= Bagian Teks =

Alasan lain yang bersumber dari keadaan yang luar biasa, misalnya :  
        1. Karena keadaan perang yang tidak memungkinkan diteruskannya hubungan kerja;
        2. Karena bencana alam yang menghancurkan tempat kerja dan sebagainya;
        3. Karena perusahaan lain yang menjadi penyelenggara pekerjaan yang bersangkutan ternyata tidak mampu lagi meneruskan pengadaan lapangan pekerjaan selama ini ada. Sedangkan perusahaan atau majikan yang secara langsung mempekerjakan para karyawan selama ini hanyalah merupakan kuasa yang bertindak untuk dan atas nama perusahaan yang lain yang menjadi penyelenggara atau pengada lapangan pekerjaan tersebut;
        4. Karena meninggalnya majikan dan tidak ada ahli waris yang mampu melanjutkan hubungan kerja denga karyawan yang bersangkutan. (Sunindhia, 1998, hal. 23)

       Alasan PHK itu di dalam prakteknya ada yang mengandung cacat yuridis, dalam arti ada hal-hal yang tidak benar di dalam dasar surat keputusan PHK oleh majikan. (Asri Wijayanti, 2002, hal.8) Pemutusan hubungan kerja yang tidak layak, antara lain :
a… Jika antara lain  tidak menyebutkan alasannya atau.
      1. Jika alasannya PHK itu dicari-cari  atau alasannya palsu.
      2. Jika akibat pemberhentian  itu  adalah lebih berat dari pada keuntungan pemberhentian itu bagi majikan,atau.
      3. Jika buruh diperhentikan  bertentangan dengan ketentuan dalam Undang-Undang atau kebiasaan mengenai susunan staf  dan tidak alasan penting untuk tidak memenuhi ketentuan-ketentuan itu. (Sunindhia, 1998, hal. 29).
       Apabila alasan PHK tidak dapat dibenarkan maka akan berakibat PHK itu dapat dibatalkan. Sanksi atau hukuman bagi pemutusan hubungan kerja yang tidak beralasan yaitu :
  1. Pemutusan tersebut adalah batal dan pekerja yang bersangkutan harus ditempatkan kembali pada kedudukan semula.
  2. Pembayaran ganti rugi kepada pekerja tersebut. Dalam hal ini pekerja berhak memilih antara penempatan kembali atau mendapatkan ganti rugi. (Kertosaputro, 1992, hal. 287)

= Daftar Tugas =
1. Bagaimana kalimat "Apabila alasan PHK tidak dapat dibenarkan maka akan berakibat PHK itu dapat dibatalkan." dari teks tentang pemutusan hubungan kerja diterjemahkan ke dalam bahasa Inggris?
2. Apakah setiap pernyataan berikut sesuai dengan teks tentang pemutusan hubungan kerja? Jawab ya atau tidak, lalu kutip kata-kata teks yang menentukan jawabannya.
(a) Bencana alam yang menghancurkan tempat kerja termasuk alasan yang bersumber dari keadaan luar biasa.
(b) Pekerja yang diputus hubungan kerjanya tanpa alasan hanya berhak atas ganti rugi, tanpa pilihan lain.
(c) Meninggalnya majikan menjadi alasan PHK meskipun ada ahli waris yang mampu melanjutkan hubungan kerja.

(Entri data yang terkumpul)

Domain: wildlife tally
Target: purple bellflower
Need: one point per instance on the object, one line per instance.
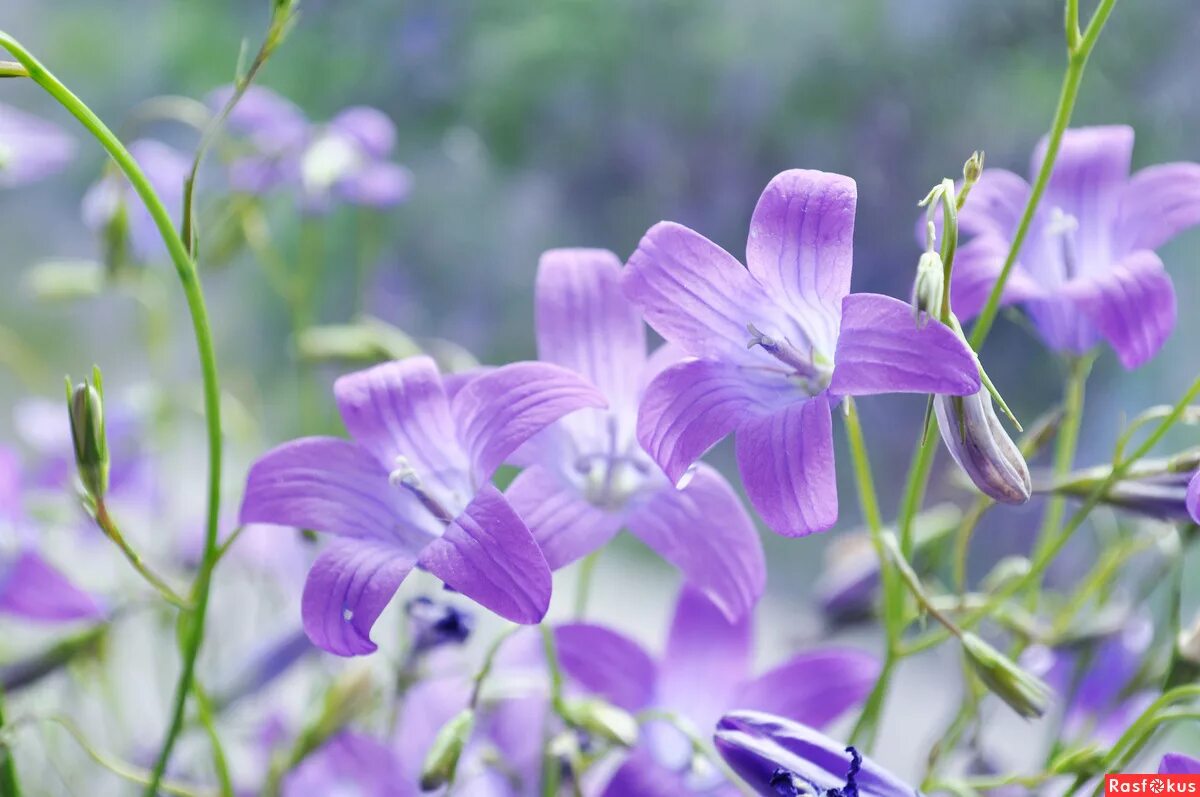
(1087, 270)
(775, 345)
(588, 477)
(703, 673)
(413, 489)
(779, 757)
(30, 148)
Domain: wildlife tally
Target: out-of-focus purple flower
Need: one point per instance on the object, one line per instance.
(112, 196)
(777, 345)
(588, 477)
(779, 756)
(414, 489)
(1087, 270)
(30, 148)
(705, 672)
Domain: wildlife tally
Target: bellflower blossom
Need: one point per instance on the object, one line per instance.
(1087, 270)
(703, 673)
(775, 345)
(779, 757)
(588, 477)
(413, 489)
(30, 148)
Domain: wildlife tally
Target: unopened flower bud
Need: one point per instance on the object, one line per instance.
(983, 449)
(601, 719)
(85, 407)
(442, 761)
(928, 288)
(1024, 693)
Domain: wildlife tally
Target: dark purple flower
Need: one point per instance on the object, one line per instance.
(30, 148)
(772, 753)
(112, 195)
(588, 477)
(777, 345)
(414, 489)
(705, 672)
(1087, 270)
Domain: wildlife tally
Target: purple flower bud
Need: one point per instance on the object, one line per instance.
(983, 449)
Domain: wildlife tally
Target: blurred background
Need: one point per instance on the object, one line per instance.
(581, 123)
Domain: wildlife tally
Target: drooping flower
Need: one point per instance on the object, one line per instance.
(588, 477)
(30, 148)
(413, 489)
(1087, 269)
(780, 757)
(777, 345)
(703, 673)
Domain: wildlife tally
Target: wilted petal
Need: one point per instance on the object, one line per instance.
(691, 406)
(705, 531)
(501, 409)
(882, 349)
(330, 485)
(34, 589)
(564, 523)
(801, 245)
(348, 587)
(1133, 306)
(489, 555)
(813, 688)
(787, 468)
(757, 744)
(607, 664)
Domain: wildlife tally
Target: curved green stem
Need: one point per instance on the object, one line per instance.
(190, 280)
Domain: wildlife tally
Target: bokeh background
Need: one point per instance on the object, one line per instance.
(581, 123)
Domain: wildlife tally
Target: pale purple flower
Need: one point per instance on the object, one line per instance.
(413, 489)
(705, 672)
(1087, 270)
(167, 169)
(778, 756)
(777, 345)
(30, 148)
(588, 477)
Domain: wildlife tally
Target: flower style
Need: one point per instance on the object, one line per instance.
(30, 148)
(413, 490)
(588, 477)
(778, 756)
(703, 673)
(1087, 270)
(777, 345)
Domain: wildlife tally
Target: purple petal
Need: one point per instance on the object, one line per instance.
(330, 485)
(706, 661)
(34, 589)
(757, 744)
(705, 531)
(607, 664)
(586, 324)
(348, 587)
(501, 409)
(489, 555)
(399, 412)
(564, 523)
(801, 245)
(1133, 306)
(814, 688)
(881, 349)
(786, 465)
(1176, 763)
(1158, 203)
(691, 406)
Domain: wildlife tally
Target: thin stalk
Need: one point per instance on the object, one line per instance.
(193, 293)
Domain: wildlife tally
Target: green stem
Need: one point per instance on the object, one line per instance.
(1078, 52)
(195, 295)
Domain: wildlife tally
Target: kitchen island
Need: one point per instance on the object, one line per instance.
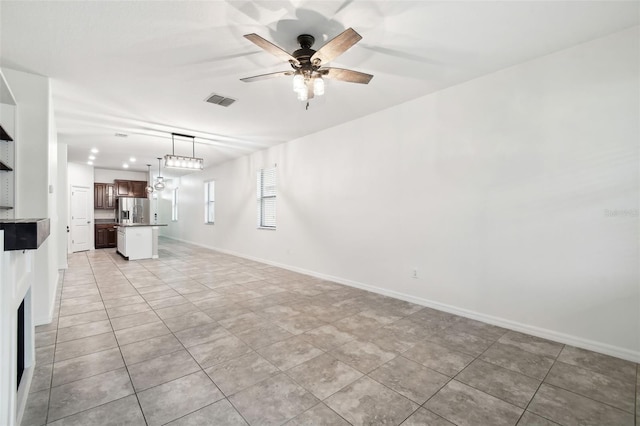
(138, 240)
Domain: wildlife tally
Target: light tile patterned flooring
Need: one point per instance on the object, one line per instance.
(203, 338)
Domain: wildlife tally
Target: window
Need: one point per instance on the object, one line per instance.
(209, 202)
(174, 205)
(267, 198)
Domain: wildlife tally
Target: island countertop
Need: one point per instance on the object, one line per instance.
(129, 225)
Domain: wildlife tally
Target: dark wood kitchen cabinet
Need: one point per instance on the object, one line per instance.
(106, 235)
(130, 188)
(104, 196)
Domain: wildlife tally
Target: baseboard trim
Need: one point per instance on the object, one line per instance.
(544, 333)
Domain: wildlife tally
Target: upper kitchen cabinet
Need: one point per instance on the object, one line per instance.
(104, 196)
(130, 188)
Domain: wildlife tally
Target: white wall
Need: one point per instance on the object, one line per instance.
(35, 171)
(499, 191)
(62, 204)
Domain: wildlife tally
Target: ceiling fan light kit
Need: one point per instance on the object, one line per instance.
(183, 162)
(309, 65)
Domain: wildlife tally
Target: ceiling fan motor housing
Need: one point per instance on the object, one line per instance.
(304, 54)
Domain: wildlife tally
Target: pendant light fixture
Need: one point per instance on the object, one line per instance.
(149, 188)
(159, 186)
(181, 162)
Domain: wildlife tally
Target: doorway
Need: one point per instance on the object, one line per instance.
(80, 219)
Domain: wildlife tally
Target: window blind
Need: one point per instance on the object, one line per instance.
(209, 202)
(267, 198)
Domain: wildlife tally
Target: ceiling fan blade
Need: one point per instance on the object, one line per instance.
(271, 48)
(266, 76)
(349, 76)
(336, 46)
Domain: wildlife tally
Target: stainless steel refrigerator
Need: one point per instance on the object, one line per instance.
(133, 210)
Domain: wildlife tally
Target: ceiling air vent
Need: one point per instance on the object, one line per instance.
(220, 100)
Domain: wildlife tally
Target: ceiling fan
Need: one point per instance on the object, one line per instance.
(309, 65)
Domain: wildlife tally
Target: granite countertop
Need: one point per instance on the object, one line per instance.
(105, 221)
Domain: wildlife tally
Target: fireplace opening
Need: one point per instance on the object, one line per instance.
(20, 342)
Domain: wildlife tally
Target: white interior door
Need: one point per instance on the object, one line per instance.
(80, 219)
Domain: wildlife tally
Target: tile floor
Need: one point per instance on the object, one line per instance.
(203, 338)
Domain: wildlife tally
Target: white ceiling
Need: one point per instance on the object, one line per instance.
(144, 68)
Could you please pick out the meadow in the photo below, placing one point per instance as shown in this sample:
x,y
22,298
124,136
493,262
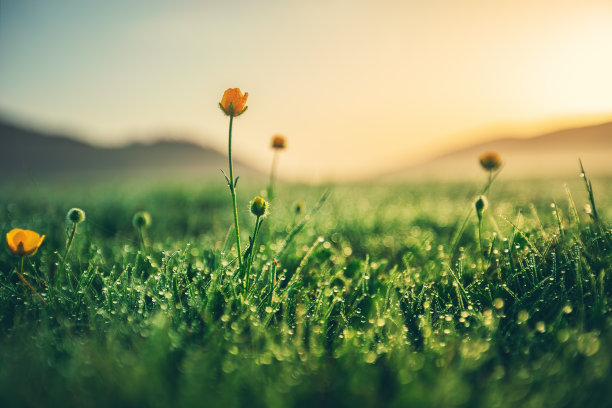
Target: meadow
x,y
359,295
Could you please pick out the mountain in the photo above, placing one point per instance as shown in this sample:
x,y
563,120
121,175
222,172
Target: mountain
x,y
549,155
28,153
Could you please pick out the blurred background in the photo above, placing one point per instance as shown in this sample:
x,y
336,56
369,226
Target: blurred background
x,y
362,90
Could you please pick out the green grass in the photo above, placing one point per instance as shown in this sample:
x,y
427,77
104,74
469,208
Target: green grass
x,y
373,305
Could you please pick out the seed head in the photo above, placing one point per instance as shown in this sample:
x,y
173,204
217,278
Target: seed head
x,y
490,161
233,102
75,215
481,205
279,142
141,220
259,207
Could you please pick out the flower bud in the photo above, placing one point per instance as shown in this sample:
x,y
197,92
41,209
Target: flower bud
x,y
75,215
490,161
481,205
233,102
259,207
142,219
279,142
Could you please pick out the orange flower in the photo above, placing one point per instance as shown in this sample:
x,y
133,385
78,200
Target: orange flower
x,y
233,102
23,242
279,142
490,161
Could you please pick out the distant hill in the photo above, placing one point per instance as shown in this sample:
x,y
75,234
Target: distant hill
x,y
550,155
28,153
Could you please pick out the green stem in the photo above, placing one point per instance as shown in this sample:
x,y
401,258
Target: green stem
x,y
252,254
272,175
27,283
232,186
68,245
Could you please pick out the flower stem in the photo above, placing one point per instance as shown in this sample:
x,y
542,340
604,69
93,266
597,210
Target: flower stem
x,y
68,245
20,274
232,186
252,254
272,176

= Kunci Jawaban =
1. If the reason for the termination of employment cannot be justified, the termination can consequently be annulled.

2.
(a) Ya: "Karena bencana alam yang menghancurkan tempat kerja dan sebagainya"
(b) Tidak: "pekerja berhak memilih antara penempatan kembali atau mendapatkan ganti rugi"
(c) Tidak: "Karena meninggalnya majikan dan tidak ada ahli waris yang mampu melanjutkan hubungan kerja"